Problem to solve. Rewrite the data below as a Markdown table with the columns Row and Line, starting at the line that contains "Target: pale pink flower" and stopping after the line that contains "Target: purple collar". Omit blank lines and leave the pictures out.

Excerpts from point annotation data
##########
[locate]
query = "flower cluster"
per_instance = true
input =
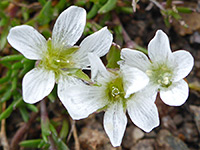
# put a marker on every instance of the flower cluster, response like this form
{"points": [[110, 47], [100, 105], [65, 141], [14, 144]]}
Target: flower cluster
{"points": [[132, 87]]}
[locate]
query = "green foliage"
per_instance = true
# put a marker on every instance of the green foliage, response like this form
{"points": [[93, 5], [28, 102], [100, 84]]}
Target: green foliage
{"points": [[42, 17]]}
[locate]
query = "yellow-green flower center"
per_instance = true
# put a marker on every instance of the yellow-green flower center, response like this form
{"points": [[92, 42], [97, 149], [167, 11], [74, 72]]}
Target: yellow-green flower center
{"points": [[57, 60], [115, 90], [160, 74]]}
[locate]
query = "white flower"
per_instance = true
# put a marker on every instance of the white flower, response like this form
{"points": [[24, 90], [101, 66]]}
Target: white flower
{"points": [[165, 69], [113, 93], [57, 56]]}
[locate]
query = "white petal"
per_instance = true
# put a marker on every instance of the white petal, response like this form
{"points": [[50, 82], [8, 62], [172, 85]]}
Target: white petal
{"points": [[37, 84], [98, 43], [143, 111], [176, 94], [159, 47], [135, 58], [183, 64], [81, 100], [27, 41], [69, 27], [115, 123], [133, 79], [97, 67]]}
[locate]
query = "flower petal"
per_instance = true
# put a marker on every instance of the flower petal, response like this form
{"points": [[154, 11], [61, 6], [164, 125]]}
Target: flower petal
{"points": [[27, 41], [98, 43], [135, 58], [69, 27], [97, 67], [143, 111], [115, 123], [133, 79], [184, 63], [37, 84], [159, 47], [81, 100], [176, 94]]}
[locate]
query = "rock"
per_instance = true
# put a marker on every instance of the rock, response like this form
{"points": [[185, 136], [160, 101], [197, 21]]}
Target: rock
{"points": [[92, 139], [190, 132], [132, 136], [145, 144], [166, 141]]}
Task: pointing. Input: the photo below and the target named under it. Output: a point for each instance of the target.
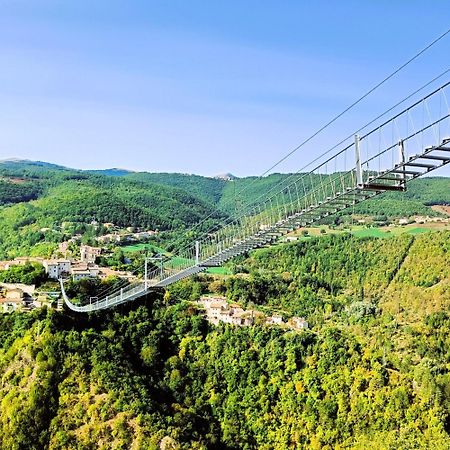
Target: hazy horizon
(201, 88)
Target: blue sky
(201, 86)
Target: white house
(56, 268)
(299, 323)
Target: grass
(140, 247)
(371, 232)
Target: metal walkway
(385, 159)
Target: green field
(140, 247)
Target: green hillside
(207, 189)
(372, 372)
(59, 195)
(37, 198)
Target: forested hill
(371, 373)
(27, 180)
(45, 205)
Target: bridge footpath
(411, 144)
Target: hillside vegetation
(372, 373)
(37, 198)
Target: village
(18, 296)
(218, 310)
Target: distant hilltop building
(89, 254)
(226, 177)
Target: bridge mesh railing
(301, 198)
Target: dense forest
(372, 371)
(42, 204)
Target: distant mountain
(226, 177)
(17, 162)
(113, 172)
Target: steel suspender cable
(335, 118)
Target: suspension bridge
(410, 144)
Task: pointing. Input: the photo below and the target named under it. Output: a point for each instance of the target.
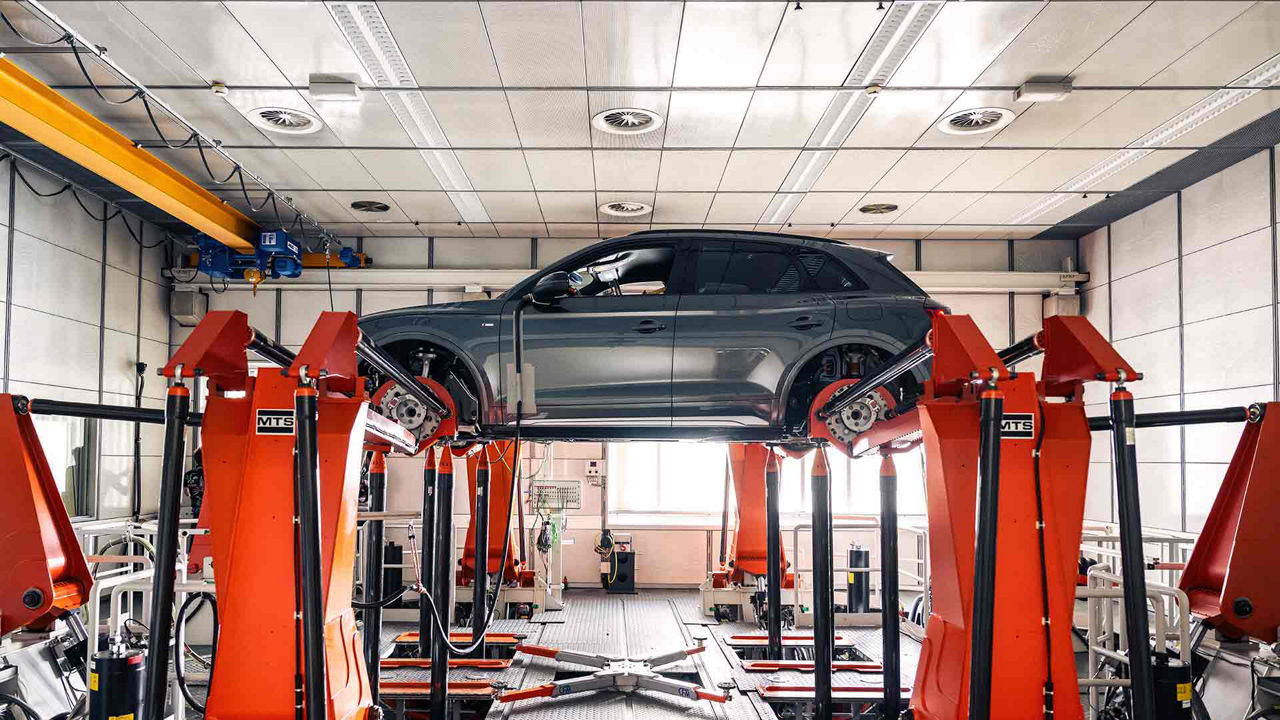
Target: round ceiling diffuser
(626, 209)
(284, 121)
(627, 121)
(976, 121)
##########
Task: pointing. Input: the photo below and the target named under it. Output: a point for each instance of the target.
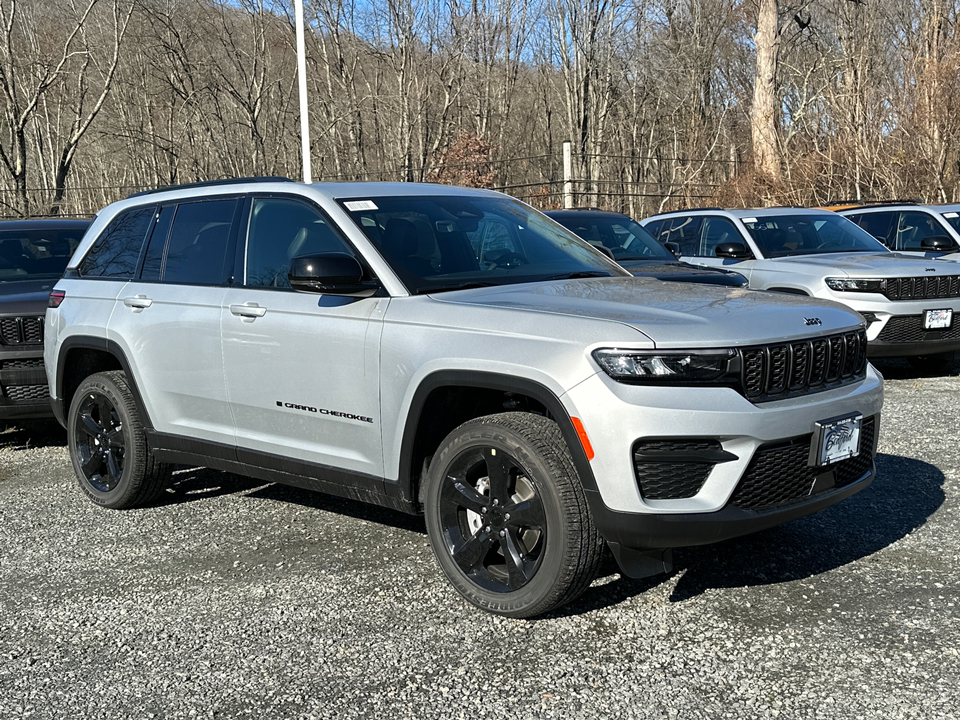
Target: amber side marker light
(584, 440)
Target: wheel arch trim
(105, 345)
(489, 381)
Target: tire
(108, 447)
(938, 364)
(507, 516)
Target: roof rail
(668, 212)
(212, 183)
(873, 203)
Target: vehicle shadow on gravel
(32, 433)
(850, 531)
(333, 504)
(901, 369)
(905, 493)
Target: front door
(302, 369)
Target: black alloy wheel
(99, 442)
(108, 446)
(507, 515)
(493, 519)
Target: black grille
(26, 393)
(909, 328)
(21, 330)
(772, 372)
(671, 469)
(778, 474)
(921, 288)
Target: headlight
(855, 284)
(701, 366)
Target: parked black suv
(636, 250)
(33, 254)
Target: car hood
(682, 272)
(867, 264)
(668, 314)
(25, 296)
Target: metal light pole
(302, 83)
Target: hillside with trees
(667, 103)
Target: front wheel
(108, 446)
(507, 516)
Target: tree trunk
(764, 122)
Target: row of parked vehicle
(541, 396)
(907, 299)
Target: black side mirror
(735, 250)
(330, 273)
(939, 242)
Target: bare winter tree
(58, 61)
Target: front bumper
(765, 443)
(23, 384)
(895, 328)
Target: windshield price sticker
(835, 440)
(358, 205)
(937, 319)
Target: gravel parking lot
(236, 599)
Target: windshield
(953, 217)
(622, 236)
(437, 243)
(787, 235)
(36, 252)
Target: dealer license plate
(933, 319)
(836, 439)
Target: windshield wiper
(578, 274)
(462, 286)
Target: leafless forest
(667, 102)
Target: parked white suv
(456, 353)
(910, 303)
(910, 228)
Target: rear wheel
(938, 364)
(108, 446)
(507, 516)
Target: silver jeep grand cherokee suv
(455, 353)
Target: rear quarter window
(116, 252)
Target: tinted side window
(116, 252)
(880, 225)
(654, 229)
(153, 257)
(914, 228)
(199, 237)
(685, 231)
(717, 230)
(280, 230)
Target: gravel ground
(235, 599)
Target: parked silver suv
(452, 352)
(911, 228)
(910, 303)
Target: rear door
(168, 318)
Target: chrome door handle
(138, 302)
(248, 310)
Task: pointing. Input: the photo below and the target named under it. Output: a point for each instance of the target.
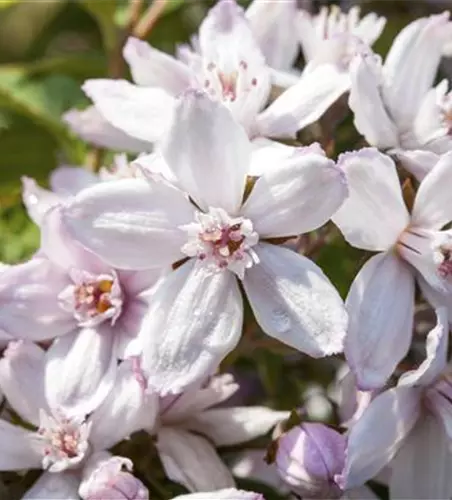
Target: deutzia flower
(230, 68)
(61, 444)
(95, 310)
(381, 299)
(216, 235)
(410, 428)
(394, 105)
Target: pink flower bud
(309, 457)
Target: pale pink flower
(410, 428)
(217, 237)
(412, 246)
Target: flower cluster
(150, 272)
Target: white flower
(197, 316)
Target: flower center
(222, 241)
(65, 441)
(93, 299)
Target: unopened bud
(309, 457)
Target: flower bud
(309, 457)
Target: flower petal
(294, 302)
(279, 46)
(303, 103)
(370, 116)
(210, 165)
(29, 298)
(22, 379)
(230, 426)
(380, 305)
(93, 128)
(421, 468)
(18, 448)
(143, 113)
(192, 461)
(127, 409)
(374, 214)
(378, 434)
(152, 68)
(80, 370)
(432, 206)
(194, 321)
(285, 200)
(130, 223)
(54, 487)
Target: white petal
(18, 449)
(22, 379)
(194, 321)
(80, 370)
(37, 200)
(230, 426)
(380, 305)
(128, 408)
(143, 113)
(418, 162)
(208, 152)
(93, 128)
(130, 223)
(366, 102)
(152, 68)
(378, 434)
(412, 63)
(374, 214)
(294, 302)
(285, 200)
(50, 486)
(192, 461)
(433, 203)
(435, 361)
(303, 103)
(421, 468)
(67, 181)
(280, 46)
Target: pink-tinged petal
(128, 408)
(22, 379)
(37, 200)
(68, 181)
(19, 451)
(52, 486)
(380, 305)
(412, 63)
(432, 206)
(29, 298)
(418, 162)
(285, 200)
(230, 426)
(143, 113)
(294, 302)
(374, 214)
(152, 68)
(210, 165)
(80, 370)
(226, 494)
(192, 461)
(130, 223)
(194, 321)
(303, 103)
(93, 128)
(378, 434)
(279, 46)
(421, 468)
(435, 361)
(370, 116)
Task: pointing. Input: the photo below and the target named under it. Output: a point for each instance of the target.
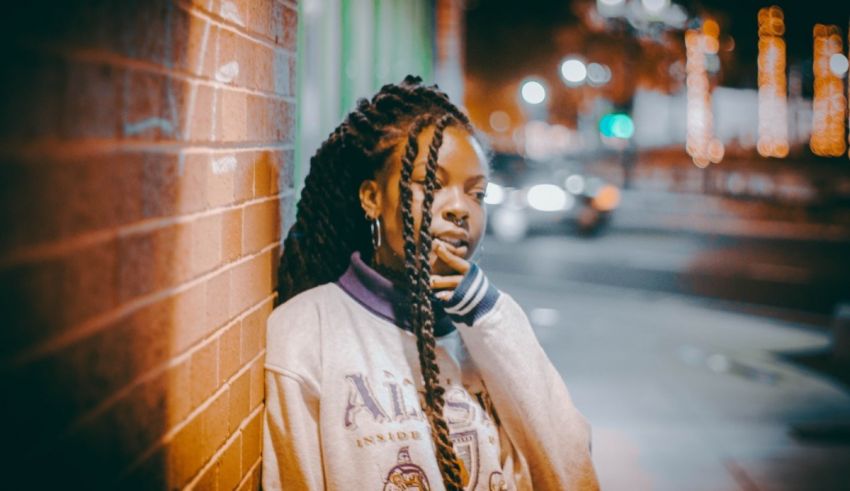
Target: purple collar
##########
The solution.
| Row | Line |
|---|---|
| 1 | Target: pale pink flower |
| 2 | (410, 428) |
| 3 | (217, 237) |
| 4 | (412, 246) |
| 5 | Target: flower cluster |
| 6 | (150, 272) |
| 7 | Target: white flower |
| 8 | (197, 316) |
| 9 | Target: flower center |
| 10 | (222, 241) |
| 11 | (65, 441) |
| 12 | (93, 299) |
| 13 | Target: unopened bud |
| 14 | (309, 457) |
| 15 | Target: flower bud |
| 16 | (309, 457) |
| 17 | Target: flower petal |
| 18 | (294, 302) |
| 19 | (279, 46) |
| 20 | (303, 103) |
| 21 | (370, 116) |
| 22 | (210, 165) |
| 23 | (29, 298) |
| 24 | (22, 379) |
| 25 | (230, 426) |
| 26 | (380, 305) |
| 27 | (93, 128) |
| 28 | (421, 468) |
| 29 | (18, 448) |
| 30 | (143, 113) |
| 31 | (192, 461) |
| 32 | (127, 409) |
| 33 | (374, 214) |
| 34 | (378, 434) |
| 35 | (152, 68) |
| 36 | (80, 370) |
| 37 | (432, 206) |
| 38 | (194, 321) |
| 39 | (285, 200) |
| 40 | (130, 223) |
| 41 | (54, 487) |
| 42 | Target: white petal |
| 43 | (18, 449) |
| 44 | (22, 379) |
| 45 | (194, 321) |
| 46 | (80, 370) |
| 47 | (37, 200) |
| 48 | (230, 426) |
| 49 | (380, 305) |
| 50 | (128, 408) |
| 51 | (143, 113) |
| 52 | (418, 162) |
| 53 | (208, 152) |
| 54 | (93, 128) |
| 55 | (130, 223) |
| 56 | (366, 102) |
| 57 | (152, 68) |
| 58 | (378, 434) |
| 59 | (412, 63) |
| 60 | (374, 214) |
| 61 | (294, 302) |
| 62 | (285, 200) |
| 63 | (50, 486) |
| 64 | (192, 461) |
| 65 | (433, 203) |
| 66 | (435, 361) |
| 67 | (303, 103) |
| 68 | (421, 468) |
| 69 | (67, 181) |
| 70 | (280, 46) |
| 71 | Target: pink-tinged petal |
| 72 | (128, 408) |
| 73 | (22, 379) |
| 74 | (37, 200) |
| 75 | (68, 181) |
| 76 | (19, 451) |
| 77 | (52, 486) |
| 78 | (380, 305) |
| 79 | (412, 63) |
| 80 | (432, 206) |
| 81 | (29, 298) |
| 82 | (418, 162) |
| 83 | (285, 200) |
| 84 | (230, 426) |
| 85 | (143, 113) |
| 86 | (294, 302) |
| 87 | (374, 214) |
| 88 | (152, 68) |
| 89 | (210, 165) |
| 90 | (80, 370) |
| 91 | (226, 494) |
| 92 | (192, 461) |
| 93 | (130, 223) |
| 94 | (194, 321) |
| 95 | (303, 103) |
| 96 | (93, 128) |
| 97 | (378, 434) |
| 98 | (279, 46) |
| 99 | (421, 468) |
| 100 | (435, 361) |
| 101 | (370, 116) |
| 102 | Task: pointing. Input: the photo below and the target named under it. Output: a point for each instance of the target. |
| 103 | Target: purple collar |